Requirement:
At the line with "occurrence of pink", start repeating the data, and continue line by line through the final line, exactly.

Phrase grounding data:
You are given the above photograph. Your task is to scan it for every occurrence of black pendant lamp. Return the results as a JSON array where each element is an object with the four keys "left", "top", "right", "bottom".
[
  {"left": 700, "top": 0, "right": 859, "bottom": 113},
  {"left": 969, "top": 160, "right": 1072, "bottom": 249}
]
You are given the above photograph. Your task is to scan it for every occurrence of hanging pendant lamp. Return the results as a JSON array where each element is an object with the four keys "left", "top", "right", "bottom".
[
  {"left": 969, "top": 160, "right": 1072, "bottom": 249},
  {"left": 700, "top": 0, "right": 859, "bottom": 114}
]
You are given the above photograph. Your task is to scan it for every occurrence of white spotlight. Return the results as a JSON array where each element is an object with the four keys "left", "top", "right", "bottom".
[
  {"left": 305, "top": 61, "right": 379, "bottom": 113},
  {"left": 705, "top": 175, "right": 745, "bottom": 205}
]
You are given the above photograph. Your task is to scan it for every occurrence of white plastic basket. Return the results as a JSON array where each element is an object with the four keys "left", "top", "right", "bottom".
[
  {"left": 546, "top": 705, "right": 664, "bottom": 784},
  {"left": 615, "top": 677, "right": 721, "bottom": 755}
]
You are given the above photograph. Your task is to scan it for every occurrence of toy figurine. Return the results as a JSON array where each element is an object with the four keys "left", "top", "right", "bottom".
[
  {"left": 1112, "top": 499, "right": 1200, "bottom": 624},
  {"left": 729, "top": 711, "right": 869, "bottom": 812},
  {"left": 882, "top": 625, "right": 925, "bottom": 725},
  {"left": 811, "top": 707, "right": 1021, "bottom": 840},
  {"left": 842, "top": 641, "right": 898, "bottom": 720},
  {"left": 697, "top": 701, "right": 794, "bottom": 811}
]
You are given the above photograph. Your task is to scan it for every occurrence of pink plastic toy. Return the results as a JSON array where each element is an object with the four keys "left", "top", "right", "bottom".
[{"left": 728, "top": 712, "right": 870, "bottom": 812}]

Exercise response:
You are given the above photograph. Your task is to scan it for every occurrence of pink plastic toy. Return the results as a JSON array where each element is an object with the four keys "left", "top", "right", "bottom".
[{"left": 728, "top": 712, "right": 870, "bottom": 812}]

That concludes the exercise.